DOCUMENT PASSAGE
******

Possible Worlds, in a city that has only one remaining arthouse cinema (and that was recently bought by the Palace chain), and minimal funding for the arts, is an ambitious festival: 14 feature films (including documentaries), six of them attended and introduced by one or more of the filmmakers, a program of short horror films, a panel on Canadian independents, a photo exhibition from documentarian Robin Schlaht, and a concurrent Kino Cabaret filmmaking project, modelled on the Montreal-based ultra-low-budget filmmaking movement of the same name.

This contrasts with most of the other “national” film festivals in Sydney, which are not curated, as much as an overblown “top hits” list from each country – or if they are curated, as the Italian Film Festival is by the head of Palace Films, then they represent a long list of usual suspects rather than ground-breaking cinema. Antonio Zeccola claims to have created Australia’s only “independent and truly national cultural film festival”. This statement simply doesn’t bear examination. It’s not that the festivals of Italian, French and German cinema are not good: they present a chance to see films from the major festivals such as Berlin – films that may not make it to arthouse distribution in Australia. But as far as groundbreaking, Possible Worlds has got it covered – with one cautious qualification: the films seem to be programmed exclusively from the Toronto International Film Festival, and there was only one French-language film this year.

******

RECORD SET
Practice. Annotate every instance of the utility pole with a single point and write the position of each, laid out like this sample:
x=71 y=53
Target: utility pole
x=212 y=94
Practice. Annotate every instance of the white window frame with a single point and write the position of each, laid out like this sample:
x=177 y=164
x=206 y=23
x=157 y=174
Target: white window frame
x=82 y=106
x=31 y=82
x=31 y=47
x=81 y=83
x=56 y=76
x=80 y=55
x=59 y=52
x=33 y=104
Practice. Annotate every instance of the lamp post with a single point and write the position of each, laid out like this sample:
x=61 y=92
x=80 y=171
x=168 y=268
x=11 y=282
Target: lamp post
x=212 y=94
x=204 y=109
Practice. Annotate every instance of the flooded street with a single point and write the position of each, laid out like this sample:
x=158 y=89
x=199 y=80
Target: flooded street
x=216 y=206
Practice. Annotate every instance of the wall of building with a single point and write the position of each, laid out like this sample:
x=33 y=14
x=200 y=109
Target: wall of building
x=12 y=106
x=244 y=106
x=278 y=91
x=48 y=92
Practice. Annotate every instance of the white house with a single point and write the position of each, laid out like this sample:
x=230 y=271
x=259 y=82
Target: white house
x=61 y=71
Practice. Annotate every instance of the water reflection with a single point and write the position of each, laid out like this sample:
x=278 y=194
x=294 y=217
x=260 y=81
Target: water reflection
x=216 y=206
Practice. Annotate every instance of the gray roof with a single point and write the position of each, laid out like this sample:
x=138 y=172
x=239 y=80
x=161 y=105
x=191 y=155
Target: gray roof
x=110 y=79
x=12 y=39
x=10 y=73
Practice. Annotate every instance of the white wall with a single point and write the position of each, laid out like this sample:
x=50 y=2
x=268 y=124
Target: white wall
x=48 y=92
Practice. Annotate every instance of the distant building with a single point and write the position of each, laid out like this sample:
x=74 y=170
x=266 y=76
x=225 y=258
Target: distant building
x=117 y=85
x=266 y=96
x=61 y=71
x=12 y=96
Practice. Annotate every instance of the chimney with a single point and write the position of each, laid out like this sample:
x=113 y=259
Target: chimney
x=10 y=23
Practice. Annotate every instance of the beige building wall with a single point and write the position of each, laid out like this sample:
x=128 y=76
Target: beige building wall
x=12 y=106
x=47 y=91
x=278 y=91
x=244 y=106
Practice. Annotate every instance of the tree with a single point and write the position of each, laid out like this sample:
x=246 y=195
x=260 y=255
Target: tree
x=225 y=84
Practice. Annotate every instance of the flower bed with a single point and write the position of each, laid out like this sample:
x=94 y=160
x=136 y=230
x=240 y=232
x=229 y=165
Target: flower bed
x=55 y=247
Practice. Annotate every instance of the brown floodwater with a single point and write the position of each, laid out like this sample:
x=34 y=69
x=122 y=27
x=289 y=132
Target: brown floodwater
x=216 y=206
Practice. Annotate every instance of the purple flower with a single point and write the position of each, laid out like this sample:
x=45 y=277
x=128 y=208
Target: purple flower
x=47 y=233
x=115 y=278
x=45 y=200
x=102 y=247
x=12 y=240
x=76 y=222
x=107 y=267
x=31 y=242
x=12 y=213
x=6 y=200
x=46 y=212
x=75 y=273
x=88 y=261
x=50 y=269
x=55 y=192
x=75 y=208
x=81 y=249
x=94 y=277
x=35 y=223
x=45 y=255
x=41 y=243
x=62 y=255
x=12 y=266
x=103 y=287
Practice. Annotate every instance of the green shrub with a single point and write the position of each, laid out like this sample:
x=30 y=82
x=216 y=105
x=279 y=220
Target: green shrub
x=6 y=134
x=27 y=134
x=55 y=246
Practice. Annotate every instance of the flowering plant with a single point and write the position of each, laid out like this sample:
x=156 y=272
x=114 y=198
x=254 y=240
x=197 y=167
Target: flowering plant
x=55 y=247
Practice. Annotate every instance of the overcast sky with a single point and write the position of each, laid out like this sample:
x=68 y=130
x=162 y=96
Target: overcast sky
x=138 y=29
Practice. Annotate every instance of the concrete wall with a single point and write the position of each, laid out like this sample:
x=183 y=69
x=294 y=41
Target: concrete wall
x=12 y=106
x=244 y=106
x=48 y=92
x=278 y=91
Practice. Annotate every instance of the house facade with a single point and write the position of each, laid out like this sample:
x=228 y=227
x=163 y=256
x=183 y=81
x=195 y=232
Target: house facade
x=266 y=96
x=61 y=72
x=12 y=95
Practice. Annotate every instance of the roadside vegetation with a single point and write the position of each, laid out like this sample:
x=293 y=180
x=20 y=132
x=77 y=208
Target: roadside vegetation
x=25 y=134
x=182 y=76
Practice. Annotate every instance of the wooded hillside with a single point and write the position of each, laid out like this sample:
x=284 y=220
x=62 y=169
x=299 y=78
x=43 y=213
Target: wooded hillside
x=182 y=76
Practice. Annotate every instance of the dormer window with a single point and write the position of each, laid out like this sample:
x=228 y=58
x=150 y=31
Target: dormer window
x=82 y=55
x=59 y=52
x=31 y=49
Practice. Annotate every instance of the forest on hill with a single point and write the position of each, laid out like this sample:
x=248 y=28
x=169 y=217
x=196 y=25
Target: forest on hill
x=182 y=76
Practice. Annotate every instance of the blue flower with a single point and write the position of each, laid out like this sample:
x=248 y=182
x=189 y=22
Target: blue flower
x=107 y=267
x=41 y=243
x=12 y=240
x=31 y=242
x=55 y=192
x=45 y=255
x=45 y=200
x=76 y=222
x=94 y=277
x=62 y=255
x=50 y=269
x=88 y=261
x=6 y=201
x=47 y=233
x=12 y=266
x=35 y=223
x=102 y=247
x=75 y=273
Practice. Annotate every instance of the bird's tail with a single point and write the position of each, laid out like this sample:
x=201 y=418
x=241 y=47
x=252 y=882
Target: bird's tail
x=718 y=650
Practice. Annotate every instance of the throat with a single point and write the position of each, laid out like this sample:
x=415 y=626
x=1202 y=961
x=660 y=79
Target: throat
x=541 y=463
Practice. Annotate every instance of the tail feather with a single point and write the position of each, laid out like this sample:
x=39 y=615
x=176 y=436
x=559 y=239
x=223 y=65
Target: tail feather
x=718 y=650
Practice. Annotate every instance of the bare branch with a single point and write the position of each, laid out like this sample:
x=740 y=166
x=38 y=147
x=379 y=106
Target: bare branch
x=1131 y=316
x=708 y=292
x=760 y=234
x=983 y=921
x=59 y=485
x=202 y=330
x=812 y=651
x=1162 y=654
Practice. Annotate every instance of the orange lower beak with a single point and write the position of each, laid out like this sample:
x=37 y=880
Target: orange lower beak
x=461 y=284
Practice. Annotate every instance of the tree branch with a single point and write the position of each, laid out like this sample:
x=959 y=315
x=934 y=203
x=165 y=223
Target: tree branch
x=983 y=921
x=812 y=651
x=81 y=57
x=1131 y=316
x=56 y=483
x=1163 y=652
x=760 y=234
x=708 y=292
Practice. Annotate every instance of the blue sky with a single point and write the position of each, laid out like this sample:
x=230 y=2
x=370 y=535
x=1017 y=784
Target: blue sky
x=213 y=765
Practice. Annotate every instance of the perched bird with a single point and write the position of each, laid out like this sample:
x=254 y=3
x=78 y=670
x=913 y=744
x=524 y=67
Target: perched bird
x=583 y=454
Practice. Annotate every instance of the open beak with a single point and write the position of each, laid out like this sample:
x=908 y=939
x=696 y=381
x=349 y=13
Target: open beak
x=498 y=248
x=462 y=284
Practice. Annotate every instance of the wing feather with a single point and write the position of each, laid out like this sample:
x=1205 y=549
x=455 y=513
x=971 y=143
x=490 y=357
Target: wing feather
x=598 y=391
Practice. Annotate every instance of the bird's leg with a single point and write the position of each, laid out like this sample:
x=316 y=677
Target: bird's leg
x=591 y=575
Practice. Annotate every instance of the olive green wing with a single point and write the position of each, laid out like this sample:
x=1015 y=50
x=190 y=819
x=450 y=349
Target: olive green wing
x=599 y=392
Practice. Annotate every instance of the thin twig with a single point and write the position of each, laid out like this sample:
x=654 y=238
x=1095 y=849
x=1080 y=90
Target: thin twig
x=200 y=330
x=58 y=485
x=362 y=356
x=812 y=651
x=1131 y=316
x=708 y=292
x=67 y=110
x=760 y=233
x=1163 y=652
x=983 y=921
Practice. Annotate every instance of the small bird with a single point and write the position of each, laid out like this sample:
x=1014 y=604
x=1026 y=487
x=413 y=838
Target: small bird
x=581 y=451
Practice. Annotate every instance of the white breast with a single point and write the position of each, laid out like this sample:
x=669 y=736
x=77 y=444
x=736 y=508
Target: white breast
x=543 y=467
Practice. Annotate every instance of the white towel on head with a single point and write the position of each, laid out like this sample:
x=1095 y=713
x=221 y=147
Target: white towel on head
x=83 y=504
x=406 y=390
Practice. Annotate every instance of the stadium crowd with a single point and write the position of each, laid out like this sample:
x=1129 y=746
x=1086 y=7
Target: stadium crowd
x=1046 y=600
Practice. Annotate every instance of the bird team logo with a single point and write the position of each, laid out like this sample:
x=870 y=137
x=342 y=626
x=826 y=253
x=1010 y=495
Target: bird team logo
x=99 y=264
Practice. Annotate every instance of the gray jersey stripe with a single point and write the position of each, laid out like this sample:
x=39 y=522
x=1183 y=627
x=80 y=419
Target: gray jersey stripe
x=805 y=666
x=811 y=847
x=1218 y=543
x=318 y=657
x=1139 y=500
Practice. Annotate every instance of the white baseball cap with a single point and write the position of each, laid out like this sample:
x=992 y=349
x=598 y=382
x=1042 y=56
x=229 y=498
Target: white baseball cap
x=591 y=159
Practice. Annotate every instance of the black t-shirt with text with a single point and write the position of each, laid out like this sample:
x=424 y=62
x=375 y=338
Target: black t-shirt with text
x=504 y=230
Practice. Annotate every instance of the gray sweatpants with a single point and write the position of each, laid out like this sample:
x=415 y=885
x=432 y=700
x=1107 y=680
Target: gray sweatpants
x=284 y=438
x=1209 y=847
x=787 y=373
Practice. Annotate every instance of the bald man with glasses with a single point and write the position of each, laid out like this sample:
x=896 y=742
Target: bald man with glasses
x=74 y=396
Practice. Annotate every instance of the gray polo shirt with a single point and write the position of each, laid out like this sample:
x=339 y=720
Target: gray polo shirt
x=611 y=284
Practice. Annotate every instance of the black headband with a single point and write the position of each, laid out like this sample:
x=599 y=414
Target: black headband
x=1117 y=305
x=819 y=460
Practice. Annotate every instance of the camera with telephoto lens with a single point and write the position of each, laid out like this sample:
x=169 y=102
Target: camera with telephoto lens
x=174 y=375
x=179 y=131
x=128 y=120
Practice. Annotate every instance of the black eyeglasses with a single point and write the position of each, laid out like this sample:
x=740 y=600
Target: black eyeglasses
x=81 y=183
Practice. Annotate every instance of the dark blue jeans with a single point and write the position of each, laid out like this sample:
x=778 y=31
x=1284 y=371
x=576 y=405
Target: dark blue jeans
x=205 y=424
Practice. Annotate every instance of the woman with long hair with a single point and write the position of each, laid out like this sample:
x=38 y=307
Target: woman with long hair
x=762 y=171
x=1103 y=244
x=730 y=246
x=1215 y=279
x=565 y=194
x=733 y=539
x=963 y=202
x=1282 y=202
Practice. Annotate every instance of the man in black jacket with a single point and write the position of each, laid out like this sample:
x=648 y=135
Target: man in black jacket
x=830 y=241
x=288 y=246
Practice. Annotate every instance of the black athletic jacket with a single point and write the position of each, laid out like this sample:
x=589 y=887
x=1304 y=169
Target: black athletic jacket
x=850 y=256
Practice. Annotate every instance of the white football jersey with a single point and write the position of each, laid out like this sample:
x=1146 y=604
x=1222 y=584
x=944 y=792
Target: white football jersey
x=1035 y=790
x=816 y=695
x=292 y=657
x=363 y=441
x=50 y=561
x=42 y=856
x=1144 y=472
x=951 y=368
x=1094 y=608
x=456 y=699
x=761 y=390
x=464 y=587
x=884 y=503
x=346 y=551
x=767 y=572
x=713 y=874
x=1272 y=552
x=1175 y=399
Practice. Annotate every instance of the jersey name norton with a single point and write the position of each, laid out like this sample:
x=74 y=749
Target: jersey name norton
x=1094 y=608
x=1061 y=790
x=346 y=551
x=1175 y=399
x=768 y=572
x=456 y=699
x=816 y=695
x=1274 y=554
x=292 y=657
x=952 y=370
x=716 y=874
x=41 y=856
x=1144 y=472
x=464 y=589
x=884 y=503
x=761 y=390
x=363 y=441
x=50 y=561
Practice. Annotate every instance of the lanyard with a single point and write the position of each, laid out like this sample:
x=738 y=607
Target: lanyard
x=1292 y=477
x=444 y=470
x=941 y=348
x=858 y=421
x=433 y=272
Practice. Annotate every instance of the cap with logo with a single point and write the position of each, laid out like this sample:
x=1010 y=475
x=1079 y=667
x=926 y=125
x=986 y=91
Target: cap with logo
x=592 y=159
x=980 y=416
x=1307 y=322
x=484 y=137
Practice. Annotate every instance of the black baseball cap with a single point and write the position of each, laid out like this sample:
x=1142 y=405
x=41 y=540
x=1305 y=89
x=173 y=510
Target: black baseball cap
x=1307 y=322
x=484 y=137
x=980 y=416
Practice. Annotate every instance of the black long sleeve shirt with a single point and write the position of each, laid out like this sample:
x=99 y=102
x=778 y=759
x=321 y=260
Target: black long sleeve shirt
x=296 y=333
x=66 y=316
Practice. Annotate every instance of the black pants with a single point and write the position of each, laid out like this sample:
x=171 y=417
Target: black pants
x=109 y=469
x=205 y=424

******

TO BE DONE
Can you reproduce everything from "Possible Worlds, in" down to "the same name." in the film festival text, word for word?

ANSWER TO THE EXERCISE
Possible Worlds, in a city that has only one remaining arthouse cinema (and that was recently bought by the Palace chain), and minimal funding for the arts, is an ambitious festival: 14 feature films (including documentaries), six of them attended and introduced by one or more of the filmmakers, a program of short horror films, a panel on Canadian independents, a photo exhibition from documentarian Robin Schlaht, and a concurrent Kino Cabaret filmmaking project, modelled on the Montreal-based ultra-low-budget filmmaking movement of the same name.